__Source passage__
******************************

The cable management box was hard for me to design.   My original design left the wrapped cables exposed.  I found that users often leave the ends of the cables dangling over the cable management box rather than securing them above on the shelf.  The dangling cables combined with the exposed wrapped cables form a very busy visual image, and it is hard to identify the loose ends that you may want to plug into your dying device.  In the prototype, I added a cover secured with a pair of magnets.  Maybe this approach could work somehow, but two problems would need to be addressed.  I was never sure where to put the cover after removing it, and I found it hard to close it because the cover would snap suddenly into place and I had to make sure it didn’t capture any cables over its whole width.   However, a normal hinged door would extend 15 inches, which seems unwieldy.  I  considered doors that swiveled down, but one of them would collide with the USB hub.  Finally, after talking with a friend about my design challenge, I revisited the idea of a hinged door and hit on the idea of a door that folds in half.

Two doors, each with a hinge in the center so they can fold in half.  Note the continuous grain lines across all four parts of the door.

The center section opens first.

 

If necessary you can open the second section of the doors, which have their own separate magnetic latches.

Selecting hinges was another challenge.   I hadn’t been planning to spend so much on hardware for this project.  The hidden hinges in the middle of each door are Soss Invisible hinges, and I ended up using Brusso brass butt hinges to mount the doors to the frame.   The Soss hinges come in a brass finish, which would have blended better, but when I found these on ebay for half price I decided I’d take them.  I love magnets, but getting the right magnetic force seems to be an ongoing challenge.  In this case, I mounted 3/8 inch magnets using screw in cups.  The resulting magnetic force was excessive.   One solution is to recess the mating washers farther into the wood (to increase the distance), but once the magnets are installed it is impossible to remove them.  In fact, once the steel cups are installed I find that they fit so tightly it is impossible to remove them, even before screwing them in.  Covering the magnets with high friction disks provided some extra separation that weakened the magnetic force enough to make the doors useful, though they do still stick shut a little bit more strongly than I would prefer.

******************************

Dataset excerpt:
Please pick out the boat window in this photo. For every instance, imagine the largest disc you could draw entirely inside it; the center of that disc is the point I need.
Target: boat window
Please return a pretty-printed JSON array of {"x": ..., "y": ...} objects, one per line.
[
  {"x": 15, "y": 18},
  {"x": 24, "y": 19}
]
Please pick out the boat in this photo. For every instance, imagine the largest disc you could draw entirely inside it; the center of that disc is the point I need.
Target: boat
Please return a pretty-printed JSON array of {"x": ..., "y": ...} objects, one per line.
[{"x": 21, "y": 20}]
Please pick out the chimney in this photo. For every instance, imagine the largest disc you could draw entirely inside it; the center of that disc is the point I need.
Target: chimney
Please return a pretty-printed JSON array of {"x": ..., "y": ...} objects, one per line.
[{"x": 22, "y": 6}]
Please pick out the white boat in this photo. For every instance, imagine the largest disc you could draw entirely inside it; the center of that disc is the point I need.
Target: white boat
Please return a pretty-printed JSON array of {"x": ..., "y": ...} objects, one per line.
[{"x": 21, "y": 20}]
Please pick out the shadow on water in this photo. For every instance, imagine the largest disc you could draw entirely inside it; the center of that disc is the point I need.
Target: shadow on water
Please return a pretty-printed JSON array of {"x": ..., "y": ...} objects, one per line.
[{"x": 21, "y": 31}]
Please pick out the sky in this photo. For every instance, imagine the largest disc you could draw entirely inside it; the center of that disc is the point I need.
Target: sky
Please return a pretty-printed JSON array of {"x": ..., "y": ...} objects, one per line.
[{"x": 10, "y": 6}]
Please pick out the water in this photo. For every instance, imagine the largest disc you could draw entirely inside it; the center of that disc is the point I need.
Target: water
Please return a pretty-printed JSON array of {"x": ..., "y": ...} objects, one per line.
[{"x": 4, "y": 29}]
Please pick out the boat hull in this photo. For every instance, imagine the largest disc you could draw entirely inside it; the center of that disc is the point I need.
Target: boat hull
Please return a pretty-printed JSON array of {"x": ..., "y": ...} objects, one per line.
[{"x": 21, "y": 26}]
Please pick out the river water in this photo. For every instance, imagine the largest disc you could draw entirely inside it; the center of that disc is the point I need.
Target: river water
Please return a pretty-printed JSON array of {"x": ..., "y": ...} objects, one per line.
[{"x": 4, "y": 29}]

******************************

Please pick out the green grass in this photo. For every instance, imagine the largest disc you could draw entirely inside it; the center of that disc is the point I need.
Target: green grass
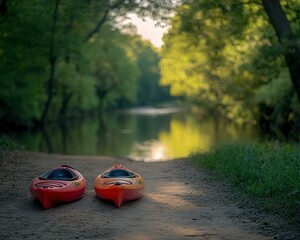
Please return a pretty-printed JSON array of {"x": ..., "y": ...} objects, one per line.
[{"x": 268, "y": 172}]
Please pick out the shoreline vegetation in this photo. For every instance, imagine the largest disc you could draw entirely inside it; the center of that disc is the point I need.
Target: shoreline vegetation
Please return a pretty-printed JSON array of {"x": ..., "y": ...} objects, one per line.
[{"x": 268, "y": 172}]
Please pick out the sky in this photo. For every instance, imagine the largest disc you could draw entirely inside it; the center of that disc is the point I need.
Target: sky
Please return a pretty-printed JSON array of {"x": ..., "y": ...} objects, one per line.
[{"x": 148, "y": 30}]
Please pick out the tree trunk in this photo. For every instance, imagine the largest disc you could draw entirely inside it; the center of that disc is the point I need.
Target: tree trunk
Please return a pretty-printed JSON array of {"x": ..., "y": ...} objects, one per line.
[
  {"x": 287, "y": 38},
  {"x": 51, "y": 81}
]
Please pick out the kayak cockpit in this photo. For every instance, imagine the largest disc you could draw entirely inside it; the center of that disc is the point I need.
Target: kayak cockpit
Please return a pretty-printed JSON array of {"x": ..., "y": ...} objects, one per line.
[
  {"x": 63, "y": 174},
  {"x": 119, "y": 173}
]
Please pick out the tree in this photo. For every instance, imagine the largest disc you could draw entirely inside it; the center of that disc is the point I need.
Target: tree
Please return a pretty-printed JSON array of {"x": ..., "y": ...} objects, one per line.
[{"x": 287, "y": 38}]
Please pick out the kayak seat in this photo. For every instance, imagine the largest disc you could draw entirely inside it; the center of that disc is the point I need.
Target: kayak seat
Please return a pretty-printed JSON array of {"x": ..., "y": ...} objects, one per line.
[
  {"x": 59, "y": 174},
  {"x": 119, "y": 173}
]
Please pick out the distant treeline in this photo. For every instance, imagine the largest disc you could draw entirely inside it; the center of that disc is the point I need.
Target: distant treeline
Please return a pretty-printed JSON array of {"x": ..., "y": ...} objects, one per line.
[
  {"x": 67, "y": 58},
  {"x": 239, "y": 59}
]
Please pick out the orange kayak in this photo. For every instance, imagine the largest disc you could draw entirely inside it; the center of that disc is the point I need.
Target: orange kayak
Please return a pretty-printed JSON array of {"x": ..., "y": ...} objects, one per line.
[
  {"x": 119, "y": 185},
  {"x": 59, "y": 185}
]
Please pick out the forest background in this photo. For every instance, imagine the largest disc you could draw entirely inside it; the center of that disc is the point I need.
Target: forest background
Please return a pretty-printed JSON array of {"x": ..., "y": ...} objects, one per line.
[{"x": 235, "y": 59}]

******************************

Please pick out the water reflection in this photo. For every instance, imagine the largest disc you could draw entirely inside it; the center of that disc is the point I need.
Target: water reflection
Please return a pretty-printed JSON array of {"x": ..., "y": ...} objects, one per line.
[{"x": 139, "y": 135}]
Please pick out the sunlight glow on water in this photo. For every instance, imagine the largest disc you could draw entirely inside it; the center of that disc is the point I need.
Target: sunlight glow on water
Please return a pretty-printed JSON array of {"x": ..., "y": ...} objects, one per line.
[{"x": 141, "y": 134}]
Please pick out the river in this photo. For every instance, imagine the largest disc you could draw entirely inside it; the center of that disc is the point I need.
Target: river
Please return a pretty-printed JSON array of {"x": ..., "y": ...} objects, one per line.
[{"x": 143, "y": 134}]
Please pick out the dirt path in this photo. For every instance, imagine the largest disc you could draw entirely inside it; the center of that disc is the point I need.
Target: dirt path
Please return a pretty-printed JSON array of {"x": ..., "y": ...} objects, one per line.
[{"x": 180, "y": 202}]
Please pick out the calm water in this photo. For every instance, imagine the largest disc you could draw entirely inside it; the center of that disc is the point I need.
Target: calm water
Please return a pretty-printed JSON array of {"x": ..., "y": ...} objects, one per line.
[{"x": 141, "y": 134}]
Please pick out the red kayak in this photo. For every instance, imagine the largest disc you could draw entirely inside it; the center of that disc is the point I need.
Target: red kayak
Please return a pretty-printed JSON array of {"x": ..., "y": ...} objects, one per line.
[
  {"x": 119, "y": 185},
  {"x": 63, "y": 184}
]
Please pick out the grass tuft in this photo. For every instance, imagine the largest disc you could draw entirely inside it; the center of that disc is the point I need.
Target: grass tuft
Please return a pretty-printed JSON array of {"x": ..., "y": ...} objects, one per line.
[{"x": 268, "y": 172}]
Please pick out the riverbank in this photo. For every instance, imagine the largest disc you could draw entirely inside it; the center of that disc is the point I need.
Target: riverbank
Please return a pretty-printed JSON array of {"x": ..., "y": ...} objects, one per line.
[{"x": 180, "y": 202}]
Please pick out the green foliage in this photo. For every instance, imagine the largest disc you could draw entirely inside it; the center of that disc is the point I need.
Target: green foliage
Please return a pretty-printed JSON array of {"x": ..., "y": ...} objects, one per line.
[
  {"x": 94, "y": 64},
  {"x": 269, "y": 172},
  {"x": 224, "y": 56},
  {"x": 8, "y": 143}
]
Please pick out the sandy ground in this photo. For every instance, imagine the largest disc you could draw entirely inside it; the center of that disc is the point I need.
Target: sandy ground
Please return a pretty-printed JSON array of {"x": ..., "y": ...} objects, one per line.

******************************

__Work instructions__
**a)** Rewrite the passage on the cable management box between "Two doors, each" and "section opens first.", inclusive, replacing "center" with "middle".
**b)** Extend the passage on the cable management box by writing what comes after its last sentence.

__Answer list__
**a)**
Two doors, each with a hinge in the middle so they can fold in half.  Note the continuous grain lines across all four parts of the door.

The middle section opens first.

**b)**
For securing the cables I use a pair of 3/8 inch dowels and wrap the cables in a figure eight fashion.  I have seen quite a few gizmos for managing cables and, from what I can tell, none of them works as well as just wrapping cables in a figure eight; the cables don’t tangle, and you don’t need a special device.  Try it with your earbuds.  A strip of velcro holds each cable in place.  I used a two inch wide strip of white velcro hook material for the back of the box and I secured the cables using 3/4 inch black loop strips.   Reportedly the loop side of the velcro wears out first, so I used it in the more easily replaceable location.   Along the top edge of the box I made small cutouts for rubber cable holders.  These hold the cables up if you open the box.

The doors open all the way out and can tuck up against the wall at the sides. We secure the cables using figure eight wrapping onto two posts, with a strip of velcro to hold them in place. I chose white velcro for the background so it’s easy to see the black velcro that holds down the cables.

Installation of the Soss hinges requires a weird shaped mortise 3/8 inches wide with rounded ends and a deeper center section.  I drilled this using a centering drill guide and a brad point bit.  I had some trouble with hole depth and later found myself trying to deepen parts of the mortises with chisels.  But eventually I got the mortises cut.  For hardware installation I chose to use machine screws, both for the Soss hinges and the Brusso hinges.  Many people recommend machine screws for wood, especially when the screws are small and short.  I thought I would be installing and removing the screws many times, so this supported my decision to use machine screws.  In the case of the Soss hinges, the fit in the mortises was very tight.  They weren’t going  anywhere.  It was hard to take the hinges out after test fitting them in the holes.  Strength of the screws wouldn’t have made a difference.  And since it was so hard to install and remove the hinges I ended up doing it only one time and doing the finishing with the hinges installed.   I also broke two 4-40 taps cutting the threads.  In retrospect, I think this happened because I pre-drilled holes that were a size too small.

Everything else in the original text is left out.